Records from a data collection
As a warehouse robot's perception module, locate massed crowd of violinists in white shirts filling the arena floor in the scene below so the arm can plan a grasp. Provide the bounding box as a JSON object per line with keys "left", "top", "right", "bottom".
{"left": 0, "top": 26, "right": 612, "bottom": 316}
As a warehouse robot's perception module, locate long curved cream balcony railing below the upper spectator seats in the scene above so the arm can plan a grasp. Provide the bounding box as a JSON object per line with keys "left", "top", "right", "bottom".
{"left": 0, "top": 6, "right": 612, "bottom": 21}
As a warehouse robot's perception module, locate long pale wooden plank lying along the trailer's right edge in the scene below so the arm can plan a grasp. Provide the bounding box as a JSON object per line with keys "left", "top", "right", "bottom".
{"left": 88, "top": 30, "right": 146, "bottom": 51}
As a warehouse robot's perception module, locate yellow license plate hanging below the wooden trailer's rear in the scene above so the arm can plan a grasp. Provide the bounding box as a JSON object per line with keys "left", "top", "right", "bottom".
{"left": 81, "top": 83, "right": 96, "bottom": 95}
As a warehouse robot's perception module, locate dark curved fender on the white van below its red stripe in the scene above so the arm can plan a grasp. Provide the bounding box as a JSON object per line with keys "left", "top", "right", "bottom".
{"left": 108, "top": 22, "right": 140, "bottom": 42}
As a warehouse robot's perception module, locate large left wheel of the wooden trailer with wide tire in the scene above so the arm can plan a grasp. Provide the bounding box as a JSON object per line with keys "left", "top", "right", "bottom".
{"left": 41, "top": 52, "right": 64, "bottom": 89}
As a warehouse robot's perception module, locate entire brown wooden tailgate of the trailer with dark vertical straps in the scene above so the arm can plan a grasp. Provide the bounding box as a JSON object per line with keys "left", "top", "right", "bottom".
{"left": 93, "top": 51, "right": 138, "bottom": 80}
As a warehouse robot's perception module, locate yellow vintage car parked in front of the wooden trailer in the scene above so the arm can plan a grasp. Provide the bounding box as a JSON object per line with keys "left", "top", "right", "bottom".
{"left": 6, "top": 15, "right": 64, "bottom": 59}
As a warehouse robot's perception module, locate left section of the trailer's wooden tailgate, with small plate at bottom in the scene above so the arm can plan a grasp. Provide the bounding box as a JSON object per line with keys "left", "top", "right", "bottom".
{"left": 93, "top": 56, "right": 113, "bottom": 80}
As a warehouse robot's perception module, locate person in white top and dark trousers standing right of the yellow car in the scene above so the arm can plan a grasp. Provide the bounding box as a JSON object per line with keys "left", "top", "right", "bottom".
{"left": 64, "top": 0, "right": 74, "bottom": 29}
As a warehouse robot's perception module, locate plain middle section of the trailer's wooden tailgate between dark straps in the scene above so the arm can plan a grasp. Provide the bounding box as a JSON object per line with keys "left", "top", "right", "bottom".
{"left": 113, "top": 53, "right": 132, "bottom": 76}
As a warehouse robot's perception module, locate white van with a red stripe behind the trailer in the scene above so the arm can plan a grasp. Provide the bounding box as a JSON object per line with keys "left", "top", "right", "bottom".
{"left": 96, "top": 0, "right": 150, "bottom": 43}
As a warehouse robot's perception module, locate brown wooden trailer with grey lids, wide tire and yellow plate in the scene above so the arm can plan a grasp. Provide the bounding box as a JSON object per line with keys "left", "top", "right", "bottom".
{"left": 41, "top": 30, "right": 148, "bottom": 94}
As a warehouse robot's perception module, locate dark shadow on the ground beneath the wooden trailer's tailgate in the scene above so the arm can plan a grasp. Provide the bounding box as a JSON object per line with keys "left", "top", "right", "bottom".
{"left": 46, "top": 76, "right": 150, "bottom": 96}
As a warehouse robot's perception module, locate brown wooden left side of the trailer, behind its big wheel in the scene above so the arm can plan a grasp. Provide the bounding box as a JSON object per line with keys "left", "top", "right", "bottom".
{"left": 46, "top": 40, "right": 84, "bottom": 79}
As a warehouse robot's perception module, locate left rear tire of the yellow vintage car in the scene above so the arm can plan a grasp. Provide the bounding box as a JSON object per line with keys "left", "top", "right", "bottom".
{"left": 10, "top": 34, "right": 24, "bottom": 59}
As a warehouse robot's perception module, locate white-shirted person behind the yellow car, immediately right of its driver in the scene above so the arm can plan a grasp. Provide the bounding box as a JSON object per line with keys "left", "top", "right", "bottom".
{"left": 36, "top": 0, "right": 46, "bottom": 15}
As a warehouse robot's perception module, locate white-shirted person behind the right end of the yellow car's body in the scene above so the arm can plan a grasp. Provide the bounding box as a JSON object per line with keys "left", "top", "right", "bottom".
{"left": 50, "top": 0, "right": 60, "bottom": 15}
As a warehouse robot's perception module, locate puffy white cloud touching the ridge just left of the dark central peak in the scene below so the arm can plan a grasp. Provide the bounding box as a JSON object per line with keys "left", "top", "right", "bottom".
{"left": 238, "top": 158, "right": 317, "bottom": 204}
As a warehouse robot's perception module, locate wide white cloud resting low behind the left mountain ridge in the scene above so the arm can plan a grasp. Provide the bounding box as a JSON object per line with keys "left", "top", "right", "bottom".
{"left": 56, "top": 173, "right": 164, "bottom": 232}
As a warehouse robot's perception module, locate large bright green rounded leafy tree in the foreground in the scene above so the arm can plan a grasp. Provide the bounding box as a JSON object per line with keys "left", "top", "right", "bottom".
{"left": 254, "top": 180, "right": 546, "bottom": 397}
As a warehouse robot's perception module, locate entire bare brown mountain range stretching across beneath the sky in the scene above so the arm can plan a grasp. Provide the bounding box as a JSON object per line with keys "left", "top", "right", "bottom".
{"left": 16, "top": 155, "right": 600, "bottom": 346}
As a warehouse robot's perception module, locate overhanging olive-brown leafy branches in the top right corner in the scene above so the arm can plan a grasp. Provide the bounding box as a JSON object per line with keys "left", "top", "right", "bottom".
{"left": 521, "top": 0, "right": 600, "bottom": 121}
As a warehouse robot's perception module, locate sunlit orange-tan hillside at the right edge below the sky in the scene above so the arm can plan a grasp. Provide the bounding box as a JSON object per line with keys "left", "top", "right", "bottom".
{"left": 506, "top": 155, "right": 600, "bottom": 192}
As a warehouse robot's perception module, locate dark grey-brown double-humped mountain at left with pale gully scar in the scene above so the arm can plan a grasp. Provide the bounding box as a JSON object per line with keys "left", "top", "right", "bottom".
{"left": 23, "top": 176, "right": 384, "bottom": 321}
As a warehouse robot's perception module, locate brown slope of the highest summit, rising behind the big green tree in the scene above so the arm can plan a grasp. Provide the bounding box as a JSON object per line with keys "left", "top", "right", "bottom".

> **EXERCISE REQUIREMENTS**: Every line of the records should be reproduced exactly.

> **YOUR RESPONSE**:
As a warehouse robot's perception module, locate massed crowd of violinists in white shirts filling the arena floor in the scene below so the arm can plan a grasp. Provide the bounding box as a JSON object per line with keys "left", "top", "right", "bottom".
{"left": 0, "top": 26, "right": 612, "bottom": 316}
As a warehouse robot's perception module, locate long curved cream balcony railing below the upper spectator seats in the scene above so the arm can plan a grasp. Provide the bounding box as a JSON object per line with keys "left", "top", "right", "bottom".
{"left": 0, "top": 6, "right": 612, "bottom": 21}
As a warehouse robot's perception module, locate long pale wooden plank lying along the trailer's right edge in the scene below so the arm can plan a grasp. Provide the bounding box as a JSON object per line with keys "left", "top", "right", "bottom".
{"left": 88, "top": 30, "right": 146, "bottom": 51}
As a warehouse robot's perception module, locate yellow license plate hanging below the wooden trailer's rear in the scene above so the arm can plan a grasp. Provide the bounding box as a JSON object per line with keys "left", "top", "right", "bottom".
{"left": 81, "top": 83, "right": 96, "bottom": 95}
As a warehouse robot's perception module, locate dark curved fender on the white van below its red stripe in the scene above so the arm can plan a grasp. Provide the bounding box as a JSON object per line with keys "left", "top", "right", "bottom".
{"left": 108, "top": 22, "right": 140, "bottom": 42}
As a warehouse robot's perception module, locate large left wheel of the wooden trailer with wide tire in the scene above so the arm can plan a grasp. Provide the bounding box as a JSON object per line with keys "left", "top", "right", "bottom".
{"left": 41, "top": 52, "right": 64, "bottom": 89}
As a warehouse robot's perception module, locate entire brown wooden tailgate of the trailer with dark vertical straps in the scene above so the arm can plan a grasp. Provide the bounding box as a JSON object per line with keys "left", "top", "right", "bottom".
{"left": 93, "top": 51, "right": 138, "bottom": 80}
As a warehouse robot's perception module, locate yellow vintage car parked in front of the wooden trailer in the scene above so the arm can plan a grasp. Provide the bounding box as a JSON object per line with keys "left", "top", "right", "bottom".
{"left": 6, "top": 15, "right": 64, "bottom": 59}
As a warehouse robot's perception module, locate left section of the trailer's wooden tailgate, with small plate at bottom in the scene above so the arm can plan a grasp. Provide the bounding box as a JSON object per line with keys "left", "top", "right", "bottom".
{"left": 93, "top": 56, "right": 113, "bottom": 80}
As a warehouse robot's perception module, locate person in white top and dark trousers standing right of the yellow car in the scene above so the arm can plan a grasp. Provide the bounding box as a JSON object per line with keys "left", "top", "right", "bottom".
{"left": 64, "top": 0, "right": 74, "bottom": 29}
As a warehouse robot's perception module, locate plain middle section of the trailer's wooden tailgate between dark straps in the scene above so the arm can plan a grasp. Provide the bounding box as a JSON object per line with keys "left", "top", "right", "bottom".
{"left": 113, "top": 53, "right": 132, "bottom": 76}
As a warehouse robot's perception module, locate white van with a red stripe behind the trailer in the scene above so the arm can plan a grasp. Provide the bounding box as a JSON object per line with keys "left", "top", "right", "bottom".
{"left": 96, "top": 0, "right": 150, "bottom": 43}
As a warehouse robot's perception module, locate brown wooden trailer with grey lids, wide tire and yellow plate in the scene above so the arm can plan a grasp. Provide the bounding box as a JSON object per line with keys "left", "top", "right", "bottom".
{"left": 41, "top": 30, "right": 148, "bottom": 94}
As a warehouse robot's perception module, locate dark shadow on the ground beneath the wooden trailer's tailgate in the scene above so the arm can plan a grasp. Provide the bounding box as a JSON object per line with keys "left", "top", "right", "bottom".
{"left": 46, "top": 76, "right": 150, "bottom": 96}
As a warehouse robot's perception module, locate brown wooden left side of the trailer, behind its big wheel in the scene above so the arm can plan a grasp. Provide the bounding box as a JSON object per line with keys "left", "top", "right", "bottom".
{"left": 46, "top": 40, "right": 84, "bottom": 79}
As a warehouse robot's perception module, locate left rear tire of the yellow vintage car in the scene above so the arm can plan a grasp. Provide the bounding box as a JSON object per line with keys "left", "top", "right", "bottom".
{"left": 10, "top": 34, "right": 24, "bottom": 59}
As a warehouse robot's perception module, locate white-shirted person behind the yellow car, immediately right of its driver in the scene above so the arm can plan a grasp. Provide the bounding box as a JSON object per line with keys "left", "top", "right", "bottom".
{"left": 36, "top": 0, "right": 46, "bottom": 15}
As a warehouse robot's perception module, locate white-shirted person behind the right end of the yellow car's body in the scene above so the arm can plan a grasp. Provide the bounding box as a JSON object per line with keys "left", "top", "right", "bottom".
{"left": 50, "top": 0, "right": 60, "bottom": 15}
As a warehouse robot's perception module, locate puffy white cloud touching the ridge just left of the dark central peak in the scene below so the arm can plan a grasp. Provide the bounding box as a JSON object per line with keys "left", "top", "right", "bottom".
{"left": 238, "top": 158, "right": 317, "bottom": 204}
As a warehouse robot's perception module, locate wide white cloud resting low behind the left mountain ridge in the scene above so the arm can plan a grasp. Provide the bounding box as a JSON object per line with keys "left", "top", "right", "bottom".
{"left": 56, "top": 173, "right": 164, "bottom": 232}
As a warehouse robot's perception module, locate large bright green rounded leafy tree in the foreground in the scene above so the arm can plan a grasp. Provide the bounding box as a JSON object per line with keys "left", "top", "right", "bottom".
{"left": 254, "top": 180, "right": 546, "bottom": 397}
As a warehouse robot's perception module, locate entire bare brown mountain range stretching across beneath the sky in the scene above so the arm can plan a grasp. Provide the bounding box as a JSON object per line with keys "left", "top", "right", "bottom".
{"left": 16, "top": 155, "right": 600, "bottom": 346}
As a warehouse robot's perception module, locate overhanging olive-brown leafy branches in the top right corner in the scene above so the arm can plan a grasp. Provide the bounding box as a JSON object per line with keys "left", "top", "right", "bottom".
{"left": 521, "top": 0, "right": 600, "bottom": 121}
As a warehouse robot's perception module, locate sunlit orange-tan hillside at the right edge below the sky in the scene above so the arm can plan a grasp. Provide the bounding box as a JSON object per line with keys "left", "top", "right", "bottom".
{"left": 506, "top": 155, "right": 600, "bottom": 192}
As a warehouse robot's perception module, locate dark grey-brown double-humped mountain at left with pale gully scar in the scene above so the arm can plan a grasp. Provide the bounding box as a JSON object per line with keys "left", "top", "right", "bottom".
{"left": 23, "top": 176, "right": 384, "bottom": 321}
As a warehouse robot's perception module, locate brown slope of the highest summit, rising behind the big green tree in the scene above so the arm can plan a grasp. Provide the bounding box as a JSON object per line with keys "left", "top", "right", "bottom".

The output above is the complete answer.